--- start of STORED RECORDS ---

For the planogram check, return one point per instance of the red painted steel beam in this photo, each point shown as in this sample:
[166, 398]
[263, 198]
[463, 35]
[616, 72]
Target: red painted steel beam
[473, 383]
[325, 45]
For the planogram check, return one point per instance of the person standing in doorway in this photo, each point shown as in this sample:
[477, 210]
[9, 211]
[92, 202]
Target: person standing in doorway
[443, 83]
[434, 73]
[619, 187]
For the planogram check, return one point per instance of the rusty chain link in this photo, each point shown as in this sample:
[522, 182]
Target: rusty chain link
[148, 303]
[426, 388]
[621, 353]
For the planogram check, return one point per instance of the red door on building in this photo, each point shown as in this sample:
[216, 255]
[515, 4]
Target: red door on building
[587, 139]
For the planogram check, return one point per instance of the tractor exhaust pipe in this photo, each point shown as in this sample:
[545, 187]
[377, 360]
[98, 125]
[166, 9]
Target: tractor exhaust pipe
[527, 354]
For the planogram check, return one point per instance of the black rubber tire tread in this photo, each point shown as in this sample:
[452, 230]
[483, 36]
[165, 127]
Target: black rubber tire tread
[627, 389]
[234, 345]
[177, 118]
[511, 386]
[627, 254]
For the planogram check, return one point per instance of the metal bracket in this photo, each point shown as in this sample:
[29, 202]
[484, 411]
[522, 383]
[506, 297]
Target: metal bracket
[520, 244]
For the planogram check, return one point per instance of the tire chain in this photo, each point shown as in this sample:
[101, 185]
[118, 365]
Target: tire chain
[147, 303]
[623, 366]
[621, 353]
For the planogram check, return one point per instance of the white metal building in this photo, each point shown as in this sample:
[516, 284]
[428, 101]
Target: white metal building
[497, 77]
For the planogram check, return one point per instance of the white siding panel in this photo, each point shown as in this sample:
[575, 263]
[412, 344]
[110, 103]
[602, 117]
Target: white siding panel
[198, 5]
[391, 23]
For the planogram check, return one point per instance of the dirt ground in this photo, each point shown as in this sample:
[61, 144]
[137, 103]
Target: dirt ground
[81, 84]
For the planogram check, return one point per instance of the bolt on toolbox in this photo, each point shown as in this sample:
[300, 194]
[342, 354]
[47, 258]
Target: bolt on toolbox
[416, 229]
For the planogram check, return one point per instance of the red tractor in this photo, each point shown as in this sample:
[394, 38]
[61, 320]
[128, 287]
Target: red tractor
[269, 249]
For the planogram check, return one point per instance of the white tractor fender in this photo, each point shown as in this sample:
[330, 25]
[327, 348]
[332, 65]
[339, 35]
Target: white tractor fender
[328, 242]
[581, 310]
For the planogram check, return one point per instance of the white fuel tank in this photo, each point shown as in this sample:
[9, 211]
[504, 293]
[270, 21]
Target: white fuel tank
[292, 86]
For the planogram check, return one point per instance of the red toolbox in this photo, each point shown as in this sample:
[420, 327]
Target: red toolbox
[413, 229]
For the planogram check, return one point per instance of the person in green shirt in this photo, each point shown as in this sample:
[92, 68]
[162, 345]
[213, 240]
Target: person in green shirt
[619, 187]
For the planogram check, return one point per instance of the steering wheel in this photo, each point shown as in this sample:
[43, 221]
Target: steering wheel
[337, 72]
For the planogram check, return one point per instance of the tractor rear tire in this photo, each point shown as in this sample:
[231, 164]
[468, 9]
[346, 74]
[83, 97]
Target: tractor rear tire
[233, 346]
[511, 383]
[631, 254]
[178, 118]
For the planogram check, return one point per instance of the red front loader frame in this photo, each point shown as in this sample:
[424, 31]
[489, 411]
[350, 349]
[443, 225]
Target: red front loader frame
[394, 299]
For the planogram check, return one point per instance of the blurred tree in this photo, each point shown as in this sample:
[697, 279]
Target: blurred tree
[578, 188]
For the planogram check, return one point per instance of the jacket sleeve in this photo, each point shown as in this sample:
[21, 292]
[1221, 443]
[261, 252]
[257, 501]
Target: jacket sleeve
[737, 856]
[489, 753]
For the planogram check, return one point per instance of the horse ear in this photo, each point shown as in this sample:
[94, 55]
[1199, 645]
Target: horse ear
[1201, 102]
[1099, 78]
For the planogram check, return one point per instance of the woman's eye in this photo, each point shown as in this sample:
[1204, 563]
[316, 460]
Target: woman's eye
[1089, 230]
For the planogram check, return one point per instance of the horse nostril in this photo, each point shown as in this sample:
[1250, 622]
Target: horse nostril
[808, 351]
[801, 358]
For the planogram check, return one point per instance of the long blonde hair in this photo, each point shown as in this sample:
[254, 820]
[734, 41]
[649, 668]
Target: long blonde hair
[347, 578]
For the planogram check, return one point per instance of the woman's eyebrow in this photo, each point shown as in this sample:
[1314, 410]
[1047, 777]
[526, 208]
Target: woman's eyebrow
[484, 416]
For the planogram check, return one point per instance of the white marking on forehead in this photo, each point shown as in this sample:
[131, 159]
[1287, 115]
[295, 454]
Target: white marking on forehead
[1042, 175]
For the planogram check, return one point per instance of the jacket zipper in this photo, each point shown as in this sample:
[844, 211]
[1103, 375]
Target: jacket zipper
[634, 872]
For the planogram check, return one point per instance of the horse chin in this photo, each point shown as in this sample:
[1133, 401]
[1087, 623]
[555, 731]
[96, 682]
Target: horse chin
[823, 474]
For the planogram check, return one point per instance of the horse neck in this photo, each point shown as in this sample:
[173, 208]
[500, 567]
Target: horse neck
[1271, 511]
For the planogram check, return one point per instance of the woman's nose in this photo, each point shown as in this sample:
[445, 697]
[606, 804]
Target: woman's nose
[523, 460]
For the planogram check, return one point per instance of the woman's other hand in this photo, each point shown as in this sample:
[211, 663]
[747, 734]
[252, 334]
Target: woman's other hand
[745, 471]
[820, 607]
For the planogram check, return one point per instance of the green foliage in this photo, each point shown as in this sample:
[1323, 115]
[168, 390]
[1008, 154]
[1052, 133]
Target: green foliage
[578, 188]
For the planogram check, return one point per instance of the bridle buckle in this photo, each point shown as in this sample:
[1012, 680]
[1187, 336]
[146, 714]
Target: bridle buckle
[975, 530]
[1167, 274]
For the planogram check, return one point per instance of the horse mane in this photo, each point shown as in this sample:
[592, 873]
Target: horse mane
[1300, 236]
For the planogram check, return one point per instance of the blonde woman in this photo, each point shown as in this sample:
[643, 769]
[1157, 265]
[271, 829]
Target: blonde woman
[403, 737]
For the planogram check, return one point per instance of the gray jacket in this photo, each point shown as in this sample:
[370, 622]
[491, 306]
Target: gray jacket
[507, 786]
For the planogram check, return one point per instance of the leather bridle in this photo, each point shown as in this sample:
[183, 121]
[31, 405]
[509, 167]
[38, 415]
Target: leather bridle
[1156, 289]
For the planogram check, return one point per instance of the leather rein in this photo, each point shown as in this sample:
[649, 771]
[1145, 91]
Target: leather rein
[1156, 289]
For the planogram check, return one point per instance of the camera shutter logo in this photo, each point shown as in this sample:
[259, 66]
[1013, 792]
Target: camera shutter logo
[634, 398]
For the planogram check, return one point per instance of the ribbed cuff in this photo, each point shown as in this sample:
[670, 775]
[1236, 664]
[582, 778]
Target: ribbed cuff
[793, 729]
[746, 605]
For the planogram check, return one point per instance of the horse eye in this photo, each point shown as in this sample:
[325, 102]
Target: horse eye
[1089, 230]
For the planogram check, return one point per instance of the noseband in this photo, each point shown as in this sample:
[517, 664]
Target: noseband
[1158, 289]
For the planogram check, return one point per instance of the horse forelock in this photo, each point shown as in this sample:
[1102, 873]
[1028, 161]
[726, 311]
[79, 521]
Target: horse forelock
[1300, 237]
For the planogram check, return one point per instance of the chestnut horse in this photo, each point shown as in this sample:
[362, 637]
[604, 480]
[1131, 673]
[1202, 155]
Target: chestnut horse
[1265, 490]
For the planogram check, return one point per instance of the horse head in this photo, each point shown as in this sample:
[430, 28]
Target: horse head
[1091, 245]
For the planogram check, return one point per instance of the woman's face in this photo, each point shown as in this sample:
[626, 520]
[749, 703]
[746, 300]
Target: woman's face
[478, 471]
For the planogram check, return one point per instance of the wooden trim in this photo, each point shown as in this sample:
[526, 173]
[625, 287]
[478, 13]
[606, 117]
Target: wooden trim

--- end of STORED RECORDS ---

AIM OF THE EXERCISE: Reproduce the records above exactly, starting with the line that contains "the leather bridle" and ending with the last line.

OUTPUT BELOW:
For the planogram check, return one point per instance of the leather bridle in this photo, each point shown as in this sample:
[183, 121]
[31, 405]
[509, 167]
[38, 415]
Target: leather bridle
[1156, 289]
For the planogram check, return one point per instance of the leather rein in this photo, each point shown as in this sample:
[649, 771]
[1145, 91]
Target: leather rein
[1156, 289]
For the planogram check, return one point per instance of the camera shutter logo in this photo, each point shown as in this sample:
[259, 66]
[1013, 792]
Target: camera shutter logo
[634, 398]
For the planogram check, return one point per instance of the ribbed cuff in this photo, each point shown as in this sample:
[670, 775]
[1236, 664]
[582, 778]
Target: ribbed cuff
[793, 729]
[746, 605]
For the planogram check, return one point per instance of the horse eye in this photo, each point shown as in this sample:
[325, 102]
Target: horse eye
[1089, 230]
For the planogram check, return one point per instance of the noseband in this photo, each point shown as in this sample:
[517, 664]
Target: noseband
[1158, 289]
For the planogram check, return one point per instance of the horse forelock in this photo, each point shown as in this sample:
[1102, 873]
[1028, 161]
[726, 311]
[79, 521]
Target: horse forelock
[1300, 237]
For the planogram check, return one point per instance of the chestnut horse in this photo, each point shown as in this sample:
[362, 637]
[604, 480]
[1131, 673]
[1202, 155]
Target: chestnut horse
[1265, 490]
For the planogram check, return one point per instance of the horse head in this photo, each point shown as in this sample:
[430, 28]
Target: horse head
[1091, 245]
For the planogram check, return one point per instance of the woman's face in this photo, each point shown as in this sample:
[626, 520]
[749, 703]
[746, 300]
Target: woman's face
[478, 471]
For the planogram check, return one point per instance of the wooden trim in this photo, each point shown as in this sample:
[526, 173]
[625, 287]
[478, 13]
[606, 117]
Target: wooden trim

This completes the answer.